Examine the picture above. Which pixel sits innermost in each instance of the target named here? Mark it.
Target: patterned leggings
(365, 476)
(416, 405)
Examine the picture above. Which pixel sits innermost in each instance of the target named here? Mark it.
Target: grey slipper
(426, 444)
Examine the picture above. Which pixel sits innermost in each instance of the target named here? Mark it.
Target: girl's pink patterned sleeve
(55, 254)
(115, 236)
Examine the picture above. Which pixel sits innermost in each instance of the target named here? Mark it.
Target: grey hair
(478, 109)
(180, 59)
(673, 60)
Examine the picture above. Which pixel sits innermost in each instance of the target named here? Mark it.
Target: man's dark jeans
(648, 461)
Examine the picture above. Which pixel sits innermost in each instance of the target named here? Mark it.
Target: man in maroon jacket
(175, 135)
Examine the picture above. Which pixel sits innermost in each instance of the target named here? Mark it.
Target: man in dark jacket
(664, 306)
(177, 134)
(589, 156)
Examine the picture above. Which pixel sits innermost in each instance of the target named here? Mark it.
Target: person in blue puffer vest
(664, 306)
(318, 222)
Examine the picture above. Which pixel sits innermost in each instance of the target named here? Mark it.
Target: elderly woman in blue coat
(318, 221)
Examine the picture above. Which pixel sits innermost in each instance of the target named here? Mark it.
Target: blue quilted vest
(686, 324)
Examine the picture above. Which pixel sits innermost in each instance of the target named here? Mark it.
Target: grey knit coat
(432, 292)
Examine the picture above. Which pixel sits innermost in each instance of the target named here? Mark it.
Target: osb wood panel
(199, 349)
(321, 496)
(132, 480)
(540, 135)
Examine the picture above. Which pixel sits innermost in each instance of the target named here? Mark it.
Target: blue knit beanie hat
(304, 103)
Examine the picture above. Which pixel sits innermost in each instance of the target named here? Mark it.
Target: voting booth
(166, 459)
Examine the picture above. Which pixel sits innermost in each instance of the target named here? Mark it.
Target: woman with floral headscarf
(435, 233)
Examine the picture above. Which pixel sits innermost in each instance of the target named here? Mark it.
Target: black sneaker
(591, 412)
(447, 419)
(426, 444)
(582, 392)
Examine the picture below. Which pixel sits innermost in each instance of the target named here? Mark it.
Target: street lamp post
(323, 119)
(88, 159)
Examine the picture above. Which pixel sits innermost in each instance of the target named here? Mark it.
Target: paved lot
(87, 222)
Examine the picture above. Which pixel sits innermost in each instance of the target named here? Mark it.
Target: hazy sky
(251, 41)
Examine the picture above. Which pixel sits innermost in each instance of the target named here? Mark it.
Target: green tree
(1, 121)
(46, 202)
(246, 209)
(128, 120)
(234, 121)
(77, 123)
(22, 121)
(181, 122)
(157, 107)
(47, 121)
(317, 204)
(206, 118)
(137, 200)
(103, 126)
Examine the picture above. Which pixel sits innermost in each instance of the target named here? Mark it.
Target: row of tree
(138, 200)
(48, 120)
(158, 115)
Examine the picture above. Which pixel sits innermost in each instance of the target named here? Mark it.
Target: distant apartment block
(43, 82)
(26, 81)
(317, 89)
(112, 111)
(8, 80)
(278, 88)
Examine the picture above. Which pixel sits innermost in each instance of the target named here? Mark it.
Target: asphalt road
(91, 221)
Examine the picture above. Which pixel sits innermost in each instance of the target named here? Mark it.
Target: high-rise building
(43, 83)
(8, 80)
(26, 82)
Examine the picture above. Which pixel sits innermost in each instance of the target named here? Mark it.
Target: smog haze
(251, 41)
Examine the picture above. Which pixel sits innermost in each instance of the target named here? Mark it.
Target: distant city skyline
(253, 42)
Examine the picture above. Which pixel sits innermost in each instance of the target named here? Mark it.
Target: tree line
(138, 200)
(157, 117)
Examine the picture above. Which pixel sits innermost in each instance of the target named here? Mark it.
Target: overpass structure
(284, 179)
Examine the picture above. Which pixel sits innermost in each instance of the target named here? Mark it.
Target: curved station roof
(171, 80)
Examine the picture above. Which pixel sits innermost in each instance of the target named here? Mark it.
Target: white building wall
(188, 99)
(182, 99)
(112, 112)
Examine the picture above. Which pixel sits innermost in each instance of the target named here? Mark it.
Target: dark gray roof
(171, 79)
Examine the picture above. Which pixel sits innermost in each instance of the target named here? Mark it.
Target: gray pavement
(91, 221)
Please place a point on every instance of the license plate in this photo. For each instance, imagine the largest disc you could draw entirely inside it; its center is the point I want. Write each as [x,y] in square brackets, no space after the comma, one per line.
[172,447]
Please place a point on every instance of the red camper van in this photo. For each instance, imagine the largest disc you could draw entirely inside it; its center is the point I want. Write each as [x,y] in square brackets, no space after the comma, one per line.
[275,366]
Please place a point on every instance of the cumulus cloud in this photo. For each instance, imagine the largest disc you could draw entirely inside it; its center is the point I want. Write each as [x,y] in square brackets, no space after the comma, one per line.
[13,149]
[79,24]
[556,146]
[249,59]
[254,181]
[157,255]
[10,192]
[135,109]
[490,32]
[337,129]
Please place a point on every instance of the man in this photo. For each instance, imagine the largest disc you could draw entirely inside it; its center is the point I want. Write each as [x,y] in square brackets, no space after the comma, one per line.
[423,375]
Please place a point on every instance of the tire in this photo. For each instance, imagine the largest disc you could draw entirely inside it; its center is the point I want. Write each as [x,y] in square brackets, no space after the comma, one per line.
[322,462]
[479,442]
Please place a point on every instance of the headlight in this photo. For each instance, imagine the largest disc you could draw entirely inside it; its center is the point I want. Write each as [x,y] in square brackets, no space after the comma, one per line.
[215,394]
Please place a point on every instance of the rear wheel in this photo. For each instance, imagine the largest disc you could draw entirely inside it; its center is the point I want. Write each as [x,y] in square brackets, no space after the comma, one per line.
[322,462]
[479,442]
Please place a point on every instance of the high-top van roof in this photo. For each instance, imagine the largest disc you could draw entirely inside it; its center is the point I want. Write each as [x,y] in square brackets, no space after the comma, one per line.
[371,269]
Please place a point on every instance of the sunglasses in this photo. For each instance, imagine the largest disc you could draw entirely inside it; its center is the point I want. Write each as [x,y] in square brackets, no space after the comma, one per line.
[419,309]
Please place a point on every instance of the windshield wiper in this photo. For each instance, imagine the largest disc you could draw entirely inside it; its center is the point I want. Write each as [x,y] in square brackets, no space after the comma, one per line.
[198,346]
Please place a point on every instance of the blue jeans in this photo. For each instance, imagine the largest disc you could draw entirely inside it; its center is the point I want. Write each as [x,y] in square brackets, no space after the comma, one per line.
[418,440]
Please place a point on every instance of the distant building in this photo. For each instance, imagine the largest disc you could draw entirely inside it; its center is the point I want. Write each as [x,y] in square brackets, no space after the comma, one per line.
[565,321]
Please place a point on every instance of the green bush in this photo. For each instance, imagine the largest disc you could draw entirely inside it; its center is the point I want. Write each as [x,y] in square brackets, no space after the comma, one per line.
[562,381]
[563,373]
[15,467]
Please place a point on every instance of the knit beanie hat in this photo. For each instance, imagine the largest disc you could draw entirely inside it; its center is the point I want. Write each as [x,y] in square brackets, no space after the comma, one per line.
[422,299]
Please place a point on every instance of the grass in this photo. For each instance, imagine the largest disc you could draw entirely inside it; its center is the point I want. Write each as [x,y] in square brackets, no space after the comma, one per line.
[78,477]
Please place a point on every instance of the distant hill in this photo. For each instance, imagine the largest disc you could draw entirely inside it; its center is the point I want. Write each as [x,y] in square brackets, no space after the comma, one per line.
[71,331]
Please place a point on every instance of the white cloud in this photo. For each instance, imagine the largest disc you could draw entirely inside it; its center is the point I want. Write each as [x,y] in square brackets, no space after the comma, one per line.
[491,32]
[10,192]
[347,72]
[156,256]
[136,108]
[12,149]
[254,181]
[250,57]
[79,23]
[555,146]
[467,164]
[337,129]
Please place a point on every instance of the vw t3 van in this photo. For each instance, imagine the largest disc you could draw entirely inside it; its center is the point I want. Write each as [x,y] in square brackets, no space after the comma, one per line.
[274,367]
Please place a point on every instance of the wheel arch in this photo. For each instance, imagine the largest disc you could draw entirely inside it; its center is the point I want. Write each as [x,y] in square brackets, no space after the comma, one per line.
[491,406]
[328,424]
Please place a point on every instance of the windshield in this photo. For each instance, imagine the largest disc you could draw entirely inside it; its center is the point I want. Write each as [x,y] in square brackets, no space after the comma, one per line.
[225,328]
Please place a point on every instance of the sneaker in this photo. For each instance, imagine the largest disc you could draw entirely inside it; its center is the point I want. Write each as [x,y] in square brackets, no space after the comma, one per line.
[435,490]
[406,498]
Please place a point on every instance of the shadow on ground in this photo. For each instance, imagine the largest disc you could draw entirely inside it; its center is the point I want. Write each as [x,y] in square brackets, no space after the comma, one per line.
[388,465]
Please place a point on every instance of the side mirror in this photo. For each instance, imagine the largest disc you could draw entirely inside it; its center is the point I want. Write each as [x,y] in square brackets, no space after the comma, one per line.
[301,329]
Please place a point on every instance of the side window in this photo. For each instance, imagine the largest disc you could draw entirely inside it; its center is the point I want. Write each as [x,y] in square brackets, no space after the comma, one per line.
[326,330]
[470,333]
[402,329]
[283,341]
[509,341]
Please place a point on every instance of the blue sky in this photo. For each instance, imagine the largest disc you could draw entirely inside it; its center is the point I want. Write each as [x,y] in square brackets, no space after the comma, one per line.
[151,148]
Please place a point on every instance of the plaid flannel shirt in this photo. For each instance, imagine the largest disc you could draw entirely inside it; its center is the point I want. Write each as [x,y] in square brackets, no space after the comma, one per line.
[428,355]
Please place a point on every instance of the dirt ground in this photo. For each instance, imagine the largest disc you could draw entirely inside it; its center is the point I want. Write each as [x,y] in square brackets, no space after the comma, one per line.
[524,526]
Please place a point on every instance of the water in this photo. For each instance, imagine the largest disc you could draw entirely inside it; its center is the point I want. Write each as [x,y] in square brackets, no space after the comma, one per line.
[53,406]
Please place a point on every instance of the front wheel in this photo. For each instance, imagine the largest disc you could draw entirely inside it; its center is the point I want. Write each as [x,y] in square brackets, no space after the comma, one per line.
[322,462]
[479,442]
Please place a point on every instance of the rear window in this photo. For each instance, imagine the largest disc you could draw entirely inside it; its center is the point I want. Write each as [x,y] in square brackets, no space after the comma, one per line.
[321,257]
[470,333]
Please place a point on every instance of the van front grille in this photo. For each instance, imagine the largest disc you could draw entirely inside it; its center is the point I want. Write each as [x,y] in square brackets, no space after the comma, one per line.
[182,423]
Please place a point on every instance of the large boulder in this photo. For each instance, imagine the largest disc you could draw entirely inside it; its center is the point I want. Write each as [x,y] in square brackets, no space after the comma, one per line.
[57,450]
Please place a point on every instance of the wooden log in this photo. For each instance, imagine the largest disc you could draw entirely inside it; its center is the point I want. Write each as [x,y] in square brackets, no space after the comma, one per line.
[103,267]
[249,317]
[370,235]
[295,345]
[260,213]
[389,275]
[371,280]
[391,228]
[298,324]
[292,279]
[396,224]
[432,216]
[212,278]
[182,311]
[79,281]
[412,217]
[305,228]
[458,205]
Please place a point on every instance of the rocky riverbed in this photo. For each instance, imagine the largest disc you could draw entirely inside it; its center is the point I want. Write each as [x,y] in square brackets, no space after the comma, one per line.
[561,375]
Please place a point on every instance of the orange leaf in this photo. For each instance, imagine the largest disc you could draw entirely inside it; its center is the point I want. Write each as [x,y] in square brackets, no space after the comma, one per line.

━━━━━━

[ABOUT THIS EXERCISE]: Please give a word-for-word repetition of the lines from the one containing "Please place a point on every instance of the rocky" through the last line of the data above, including both, and nothing besides.

[EXPECTED ANSWER]:
Please place a point on every instance of the rocky riverbed in this photo. For each instance, imagine the largest disc you could draw entirely inside it; its center is the point I want. Write each as [x,y] in square brackets, no space after the comma, one per line.
[561,375]
Please place a point on every instance of the orange leaf in this photo. For each instance, imagine the largest disc you could draw entirely inside it; its center is the point I want. Write each as [x,y] in square brackets, no space after the comma, one per line.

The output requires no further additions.